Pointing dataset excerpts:
--- begin ---
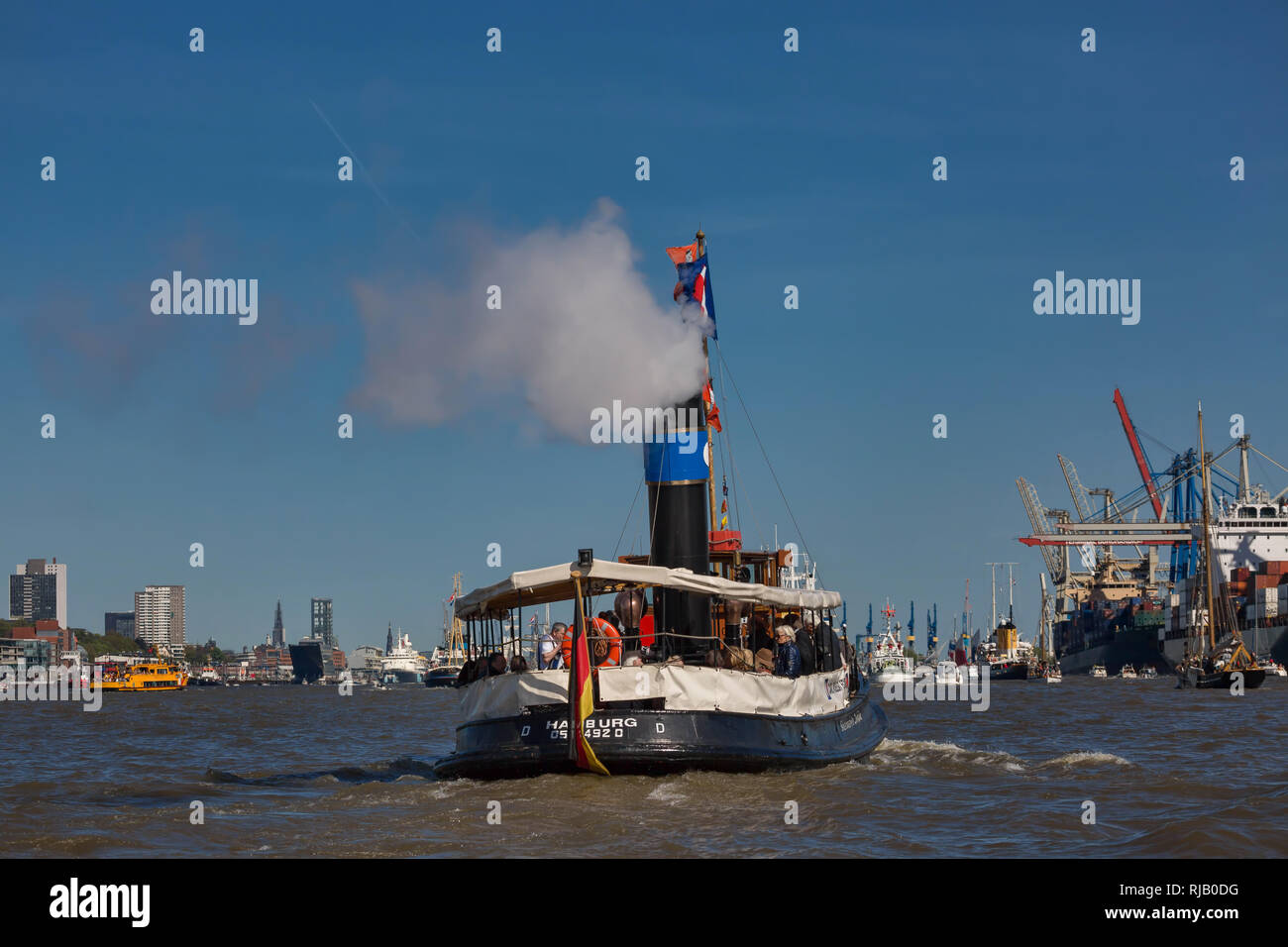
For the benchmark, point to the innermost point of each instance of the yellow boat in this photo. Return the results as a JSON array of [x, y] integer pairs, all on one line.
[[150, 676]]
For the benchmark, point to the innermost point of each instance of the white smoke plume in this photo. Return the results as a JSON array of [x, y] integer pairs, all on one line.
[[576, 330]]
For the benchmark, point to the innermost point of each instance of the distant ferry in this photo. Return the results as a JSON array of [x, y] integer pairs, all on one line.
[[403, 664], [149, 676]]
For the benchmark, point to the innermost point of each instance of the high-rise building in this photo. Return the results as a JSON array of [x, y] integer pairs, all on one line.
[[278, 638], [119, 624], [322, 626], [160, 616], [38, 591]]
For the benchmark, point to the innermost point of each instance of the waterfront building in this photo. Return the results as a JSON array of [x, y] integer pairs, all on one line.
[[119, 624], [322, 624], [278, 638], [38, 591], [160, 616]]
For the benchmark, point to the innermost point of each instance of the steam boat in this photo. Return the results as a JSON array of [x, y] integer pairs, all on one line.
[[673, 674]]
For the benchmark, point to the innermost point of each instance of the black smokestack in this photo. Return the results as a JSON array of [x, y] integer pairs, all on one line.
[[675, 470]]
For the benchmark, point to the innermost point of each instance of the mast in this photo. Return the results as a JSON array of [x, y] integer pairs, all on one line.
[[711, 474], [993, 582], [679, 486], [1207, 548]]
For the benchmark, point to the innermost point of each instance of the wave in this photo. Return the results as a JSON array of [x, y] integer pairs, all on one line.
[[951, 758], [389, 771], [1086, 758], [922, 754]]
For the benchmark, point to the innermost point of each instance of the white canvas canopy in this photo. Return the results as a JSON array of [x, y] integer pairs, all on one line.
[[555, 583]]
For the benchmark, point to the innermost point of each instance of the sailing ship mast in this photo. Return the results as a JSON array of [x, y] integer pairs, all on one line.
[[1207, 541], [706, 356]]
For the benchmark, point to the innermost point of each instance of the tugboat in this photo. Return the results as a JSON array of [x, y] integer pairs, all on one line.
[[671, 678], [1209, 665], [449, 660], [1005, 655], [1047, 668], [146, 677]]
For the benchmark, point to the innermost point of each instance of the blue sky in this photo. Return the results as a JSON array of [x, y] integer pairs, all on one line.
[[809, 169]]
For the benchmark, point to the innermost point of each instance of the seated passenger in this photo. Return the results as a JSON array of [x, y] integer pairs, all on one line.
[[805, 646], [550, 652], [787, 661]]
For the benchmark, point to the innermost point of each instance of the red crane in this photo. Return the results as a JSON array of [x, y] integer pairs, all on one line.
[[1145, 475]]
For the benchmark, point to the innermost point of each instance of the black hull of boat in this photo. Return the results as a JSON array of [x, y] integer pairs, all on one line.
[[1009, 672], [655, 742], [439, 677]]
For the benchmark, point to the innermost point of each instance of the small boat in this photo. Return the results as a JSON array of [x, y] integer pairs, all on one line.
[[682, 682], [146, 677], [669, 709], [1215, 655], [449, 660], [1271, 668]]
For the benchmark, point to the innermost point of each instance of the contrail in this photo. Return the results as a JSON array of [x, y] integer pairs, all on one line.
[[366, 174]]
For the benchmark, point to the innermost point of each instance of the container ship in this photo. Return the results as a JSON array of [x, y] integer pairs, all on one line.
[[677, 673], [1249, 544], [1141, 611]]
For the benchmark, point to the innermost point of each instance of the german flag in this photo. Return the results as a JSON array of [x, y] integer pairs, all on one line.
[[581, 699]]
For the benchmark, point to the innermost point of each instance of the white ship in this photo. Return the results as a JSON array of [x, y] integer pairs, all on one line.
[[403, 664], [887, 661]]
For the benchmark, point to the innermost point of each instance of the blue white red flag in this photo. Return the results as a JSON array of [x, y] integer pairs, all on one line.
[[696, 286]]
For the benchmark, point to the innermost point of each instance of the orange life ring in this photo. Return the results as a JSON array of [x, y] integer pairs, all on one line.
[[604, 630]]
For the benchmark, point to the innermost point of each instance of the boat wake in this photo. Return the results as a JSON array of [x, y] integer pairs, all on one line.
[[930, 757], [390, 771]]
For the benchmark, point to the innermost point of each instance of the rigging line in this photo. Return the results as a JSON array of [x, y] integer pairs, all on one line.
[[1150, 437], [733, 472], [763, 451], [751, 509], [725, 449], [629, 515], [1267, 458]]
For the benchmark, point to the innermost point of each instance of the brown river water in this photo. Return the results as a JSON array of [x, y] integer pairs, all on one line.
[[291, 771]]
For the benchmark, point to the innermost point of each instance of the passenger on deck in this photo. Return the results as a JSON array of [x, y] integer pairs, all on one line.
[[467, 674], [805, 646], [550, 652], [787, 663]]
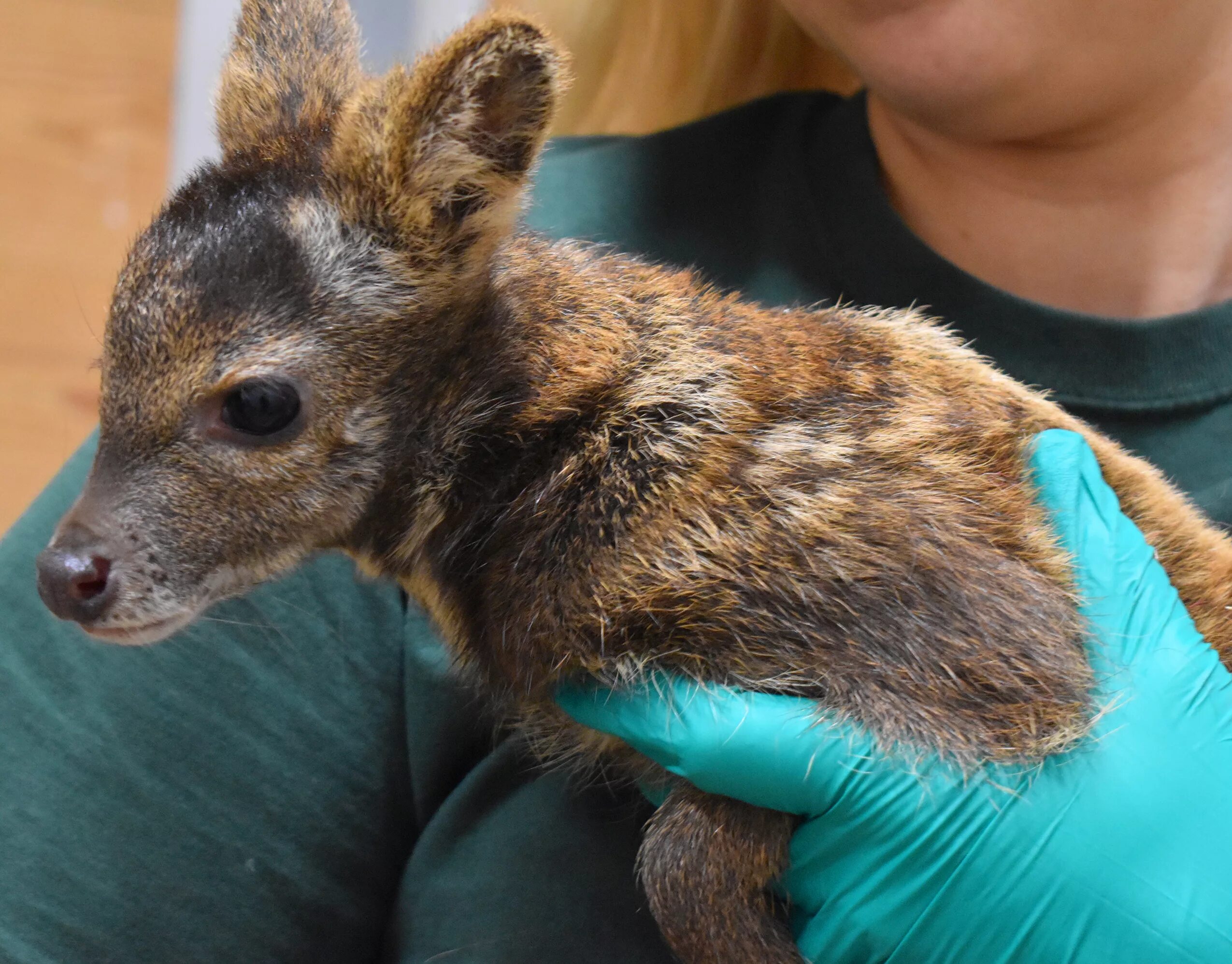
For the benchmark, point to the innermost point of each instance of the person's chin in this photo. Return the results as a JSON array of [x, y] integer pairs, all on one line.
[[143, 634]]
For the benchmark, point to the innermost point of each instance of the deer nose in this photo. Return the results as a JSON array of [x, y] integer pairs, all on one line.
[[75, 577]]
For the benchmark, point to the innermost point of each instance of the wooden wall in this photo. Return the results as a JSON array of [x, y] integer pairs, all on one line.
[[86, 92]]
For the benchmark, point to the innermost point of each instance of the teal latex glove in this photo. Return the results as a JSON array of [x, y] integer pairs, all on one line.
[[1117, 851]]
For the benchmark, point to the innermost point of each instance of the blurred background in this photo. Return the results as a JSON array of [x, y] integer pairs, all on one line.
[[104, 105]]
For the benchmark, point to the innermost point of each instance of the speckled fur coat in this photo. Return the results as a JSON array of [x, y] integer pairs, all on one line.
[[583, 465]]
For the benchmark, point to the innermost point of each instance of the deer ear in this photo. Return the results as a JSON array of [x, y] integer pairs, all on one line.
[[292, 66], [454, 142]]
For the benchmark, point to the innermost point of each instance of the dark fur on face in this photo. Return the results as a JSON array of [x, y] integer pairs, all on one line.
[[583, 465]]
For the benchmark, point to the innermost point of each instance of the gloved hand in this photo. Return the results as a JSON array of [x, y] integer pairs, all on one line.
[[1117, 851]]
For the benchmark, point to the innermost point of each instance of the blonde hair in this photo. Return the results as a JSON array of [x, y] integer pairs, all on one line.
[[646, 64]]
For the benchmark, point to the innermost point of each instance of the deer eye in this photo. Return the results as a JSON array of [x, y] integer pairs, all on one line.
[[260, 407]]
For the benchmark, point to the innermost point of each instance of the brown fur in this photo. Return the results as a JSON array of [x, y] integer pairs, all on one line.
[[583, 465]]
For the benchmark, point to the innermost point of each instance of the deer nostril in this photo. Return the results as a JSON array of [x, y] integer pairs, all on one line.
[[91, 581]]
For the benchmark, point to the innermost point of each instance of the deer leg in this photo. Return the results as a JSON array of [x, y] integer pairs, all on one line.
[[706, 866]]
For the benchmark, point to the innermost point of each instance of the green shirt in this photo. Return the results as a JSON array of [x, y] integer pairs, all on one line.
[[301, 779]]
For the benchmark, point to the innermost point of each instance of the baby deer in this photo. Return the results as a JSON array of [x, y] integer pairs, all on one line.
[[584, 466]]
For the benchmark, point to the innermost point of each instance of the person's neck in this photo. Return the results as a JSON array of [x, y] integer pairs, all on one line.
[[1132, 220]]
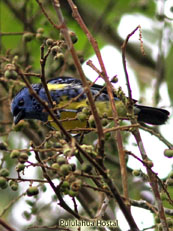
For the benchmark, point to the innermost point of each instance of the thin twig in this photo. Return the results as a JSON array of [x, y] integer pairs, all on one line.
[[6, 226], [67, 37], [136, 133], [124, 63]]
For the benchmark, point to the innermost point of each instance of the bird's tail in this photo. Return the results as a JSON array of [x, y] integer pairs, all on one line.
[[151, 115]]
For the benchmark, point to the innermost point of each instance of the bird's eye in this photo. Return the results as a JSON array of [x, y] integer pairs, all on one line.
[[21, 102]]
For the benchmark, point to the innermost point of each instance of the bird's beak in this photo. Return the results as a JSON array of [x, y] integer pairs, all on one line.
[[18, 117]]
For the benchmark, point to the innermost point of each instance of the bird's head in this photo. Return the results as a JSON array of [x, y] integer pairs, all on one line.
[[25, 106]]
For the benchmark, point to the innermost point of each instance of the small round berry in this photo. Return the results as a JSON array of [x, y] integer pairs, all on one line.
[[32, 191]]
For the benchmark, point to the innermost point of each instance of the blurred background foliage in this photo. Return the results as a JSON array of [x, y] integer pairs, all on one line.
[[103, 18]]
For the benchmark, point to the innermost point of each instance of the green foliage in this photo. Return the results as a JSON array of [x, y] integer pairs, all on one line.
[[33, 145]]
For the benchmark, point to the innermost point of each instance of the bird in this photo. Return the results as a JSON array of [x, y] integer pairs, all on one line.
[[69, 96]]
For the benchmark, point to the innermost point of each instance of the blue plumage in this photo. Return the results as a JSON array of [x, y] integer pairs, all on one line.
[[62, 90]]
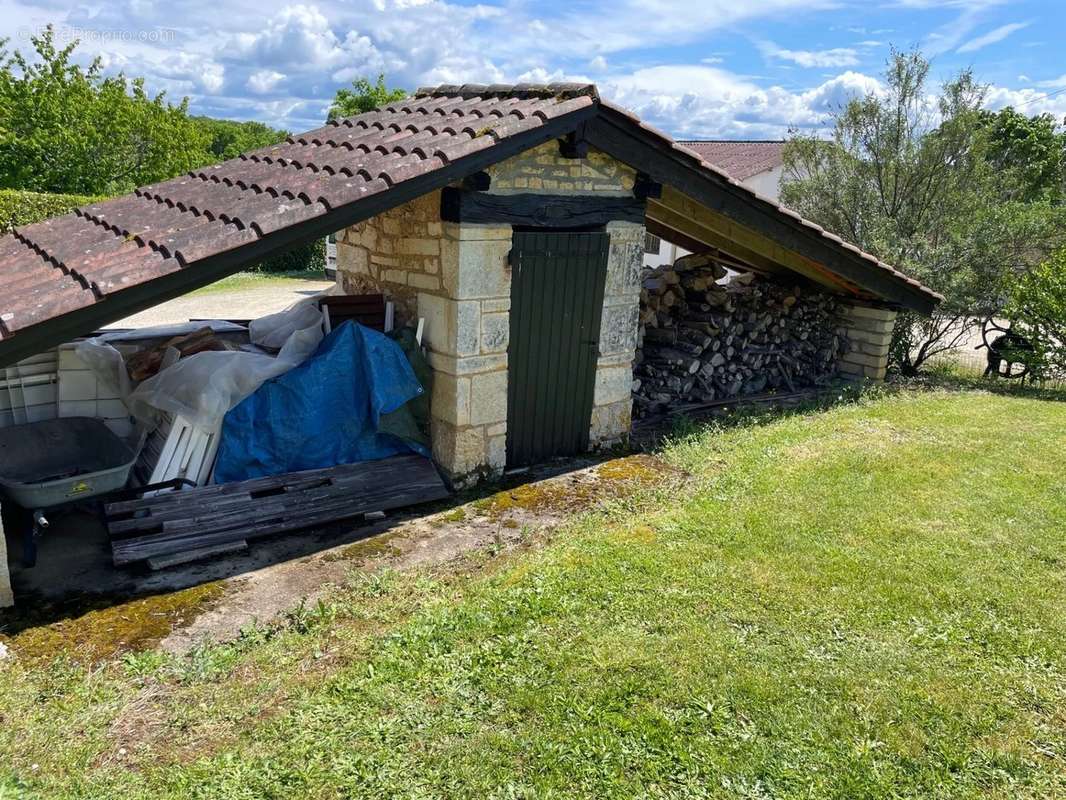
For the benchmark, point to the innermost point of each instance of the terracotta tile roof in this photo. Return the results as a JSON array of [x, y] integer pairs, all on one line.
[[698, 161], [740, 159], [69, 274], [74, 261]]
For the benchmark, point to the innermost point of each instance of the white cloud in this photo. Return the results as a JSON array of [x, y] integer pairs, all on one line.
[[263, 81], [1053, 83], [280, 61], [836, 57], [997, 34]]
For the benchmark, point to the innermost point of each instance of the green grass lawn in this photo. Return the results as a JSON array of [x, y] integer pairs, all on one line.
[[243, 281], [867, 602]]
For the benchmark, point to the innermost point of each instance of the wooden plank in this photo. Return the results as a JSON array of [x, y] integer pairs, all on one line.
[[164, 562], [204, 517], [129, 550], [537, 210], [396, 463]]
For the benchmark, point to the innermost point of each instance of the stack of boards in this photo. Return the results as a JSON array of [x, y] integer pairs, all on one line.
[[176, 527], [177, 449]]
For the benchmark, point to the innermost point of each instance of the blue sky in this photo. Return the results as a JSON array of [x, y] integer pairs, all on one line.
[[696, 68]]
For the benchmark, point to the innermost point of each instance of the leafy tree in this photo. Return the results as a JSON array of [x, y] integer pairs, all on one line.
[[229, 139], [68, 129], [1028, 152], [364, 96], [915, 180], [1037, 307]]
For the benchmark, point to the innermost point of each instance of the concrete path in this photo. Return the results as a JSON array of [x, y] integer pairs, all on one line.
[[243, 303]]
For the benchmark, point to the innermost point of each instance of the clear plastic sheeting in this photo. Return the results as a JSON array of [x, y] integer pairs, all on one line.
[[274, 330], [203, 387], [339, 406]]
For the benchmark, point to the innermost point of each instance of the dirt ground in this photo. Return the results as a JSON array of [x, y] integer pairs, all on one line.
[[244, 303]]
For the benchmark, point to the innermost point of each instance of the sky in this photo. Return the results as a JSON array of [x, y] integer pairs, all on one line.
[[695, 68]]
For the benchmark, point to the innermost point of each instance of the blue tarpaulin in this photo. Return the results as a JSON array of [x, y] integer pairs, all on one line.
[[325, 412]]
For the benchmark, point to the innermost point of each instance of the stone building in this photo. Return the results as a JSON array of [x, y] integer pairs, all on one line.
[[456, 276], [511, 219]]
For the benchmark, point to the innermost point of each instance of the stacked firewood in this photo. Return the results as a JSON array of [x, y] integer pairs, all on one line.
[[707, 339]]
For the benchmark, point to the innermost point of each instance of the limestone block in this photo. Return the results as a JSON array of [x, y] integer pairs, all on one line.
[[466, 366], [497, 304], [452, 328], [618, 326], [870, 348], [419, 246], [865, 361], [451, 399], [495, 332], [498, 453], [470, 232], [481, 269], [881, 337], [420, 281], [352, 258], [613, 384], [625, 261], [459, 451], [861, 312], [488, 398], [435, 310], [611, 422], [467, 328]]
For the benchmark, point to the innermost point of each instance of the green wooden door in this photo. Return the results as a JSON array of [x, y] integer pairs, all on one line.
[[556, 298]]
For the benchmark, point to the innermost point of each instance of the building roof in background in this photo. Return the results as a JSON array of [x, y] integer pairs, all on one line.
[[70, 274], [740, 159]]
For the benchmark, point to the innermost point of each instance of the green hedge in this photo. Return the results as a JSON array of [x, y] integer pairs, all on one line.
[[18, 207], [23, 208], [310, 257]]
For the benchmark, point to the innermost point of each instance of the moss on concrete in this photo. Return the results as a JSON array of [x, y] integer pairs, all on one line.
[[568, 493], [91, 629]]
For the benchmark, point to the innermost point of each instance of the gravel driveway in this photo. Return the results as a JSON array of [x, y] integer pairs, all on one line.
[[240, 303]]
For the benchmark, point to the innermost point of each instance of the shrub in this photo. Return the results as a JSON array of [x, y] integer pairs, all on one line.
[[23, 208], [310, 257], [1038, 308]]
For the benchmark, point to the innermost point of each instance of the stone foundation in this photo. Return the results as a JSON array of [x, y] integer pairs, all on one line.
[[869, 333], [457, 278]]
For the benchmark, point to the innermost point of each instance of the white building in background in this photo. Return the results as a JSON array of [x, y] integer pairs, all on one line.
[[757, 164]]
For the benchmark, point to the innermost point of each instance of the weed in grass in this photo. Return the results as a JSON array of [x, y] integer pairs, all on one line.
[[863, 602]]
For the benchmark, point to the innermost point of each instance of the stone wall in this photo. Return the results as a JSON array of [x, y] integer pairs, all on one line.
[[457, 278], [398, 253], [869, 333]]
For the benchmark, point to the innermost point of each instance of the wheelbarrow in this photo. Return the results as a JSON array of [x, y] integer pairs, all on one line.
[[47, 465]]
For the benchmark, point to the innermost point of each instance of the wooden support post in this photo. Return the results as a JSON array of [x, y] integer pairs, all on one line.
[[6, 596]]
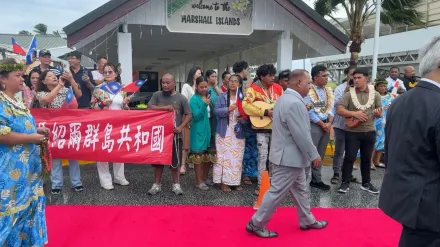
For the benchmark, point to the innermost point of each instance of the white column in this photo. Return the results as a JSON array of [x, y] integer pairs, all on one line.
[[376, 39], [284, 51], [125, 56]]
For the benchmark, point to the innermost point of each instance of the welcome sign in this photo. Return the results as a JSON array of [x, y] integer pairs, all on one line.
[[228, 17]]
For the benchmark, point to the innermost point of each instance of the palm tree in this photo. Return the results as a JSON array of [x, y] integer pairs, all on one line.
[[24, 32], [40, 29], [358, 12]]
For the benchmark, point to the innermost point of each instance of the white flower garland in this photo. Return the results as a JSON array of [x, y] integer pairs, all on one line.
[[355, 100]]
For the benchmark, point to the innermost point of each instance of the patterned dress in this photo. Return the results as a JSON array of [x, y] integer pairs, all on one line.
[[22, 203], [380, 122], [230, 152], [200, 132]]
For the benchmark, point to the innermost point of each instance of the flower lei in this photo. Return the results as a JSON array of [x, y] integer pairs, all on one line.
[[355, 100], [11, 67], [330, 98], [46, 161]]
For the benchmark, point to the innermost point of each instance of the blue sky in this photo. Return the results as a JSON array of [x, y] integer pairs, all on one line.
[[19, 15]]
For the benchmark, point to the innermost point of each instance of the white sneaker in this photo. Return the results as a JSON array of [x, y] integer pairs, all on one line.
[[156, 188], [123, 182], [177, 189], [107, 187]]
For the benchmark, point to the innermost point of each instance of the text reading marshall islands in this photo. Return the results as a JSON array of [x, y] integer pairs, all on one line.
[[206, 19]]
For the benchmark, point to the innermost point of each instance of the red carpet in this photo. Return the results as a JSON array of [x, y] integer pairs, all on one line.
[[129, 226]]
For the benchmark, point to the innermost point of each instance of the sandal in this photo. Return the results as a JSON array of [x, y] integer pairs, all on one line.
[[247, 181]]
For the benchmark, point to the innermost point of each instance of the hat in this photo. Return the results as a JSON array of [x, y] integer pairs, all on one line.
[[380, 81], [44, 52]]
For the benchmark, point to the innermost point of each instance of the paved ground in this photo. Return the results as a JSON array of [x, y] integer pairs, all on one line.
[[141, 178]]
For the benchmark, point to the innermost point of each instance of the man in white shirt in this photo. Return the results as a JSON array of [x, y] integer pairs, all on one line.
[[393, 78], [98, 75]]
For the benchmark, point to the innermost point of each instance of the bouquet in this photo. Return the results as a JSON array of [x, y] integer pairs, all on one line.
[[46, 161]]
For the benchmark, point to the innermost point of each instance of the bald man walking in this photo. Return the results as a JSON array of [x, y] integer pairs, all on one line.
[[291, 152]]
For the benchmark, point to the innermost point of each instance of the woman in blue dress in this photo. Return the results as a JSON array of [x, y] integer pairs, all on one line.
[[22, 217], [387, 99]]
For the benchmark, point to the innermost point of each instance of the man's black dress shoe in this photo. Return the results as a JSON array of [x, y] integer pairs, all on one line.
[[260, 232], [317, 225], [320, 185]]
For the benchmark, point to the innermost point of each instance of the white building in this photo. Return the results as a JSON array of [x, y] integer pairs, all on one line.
--- end ---
EXERCISE PROMPT → Write out the entries again, starting with the very first and ending with the line that contains "[[951, 758], [389, 771], [1086, 758], [922, 754]]", requests included. Shift every x and y coordinate in the answers by adding -56, and leave the pictures out.

ANSWER BELOW →
For the benchmark, point to the innermost point of each instance of the yellow boat in this photo. Return the results as a JSON array of [x, y] integer pairs, all on one line.
[[94, 620]]
For the benchmark, point to the innermost point of each instance of the white smoke plume in this photo. Return the results as a JSON array of [x, y] integer pairs, all on one line.
[[520, 274]]
For the benchmark, point to the innermost point of each instance of the distant ferry in this photo. Return the results as a JSON array of [x, y] integer pairs, all on one line.
[[347, 608], [93, 620]]
For the benchmark, point to the innermost point of each instance of the high-rise building in this photo. Return the results as a JSON array of [x, y] integer pairs, all on one line.
[[222, 582], [63, 568], [266, 570], [104, 560], [-18, 535]]
For the benchmark, point to the innermost point of each instance of the waterfront building in this photo. Return the results as a JSON array of [x, y] integer pairs, all on one line.
[[63, 568], [266, 568], [222, 582], [-18, 535], [104, 560]]
For the benchmark, point to the innermost point of each instance of the steam boat in this photo. Return the results as a JSON array of [x, y] integer pairs, all on one line.
[[617, 618]]
For the benchmark, point to the innermost point of each instance of the black smokestack in this photo. Return the results as a JSON array of [x, y] integer pairs, all on one line.
[[619, 414]]
For the benchmark, point to the innermost point of each instance of the mast in this photo. Return the results as a JSON array of [x, y] integer pairs, all on one line.
[[655, 418], [937, 526], [623, 430], [1151, 492]]
For the benchmark, point to the innermost point of each instance of the wave in this photo. Return the results as a JSON array of [x, y] integer pairs, all on one line.
[[895, 702], [333, 715], [1030, 702], [866, 698]]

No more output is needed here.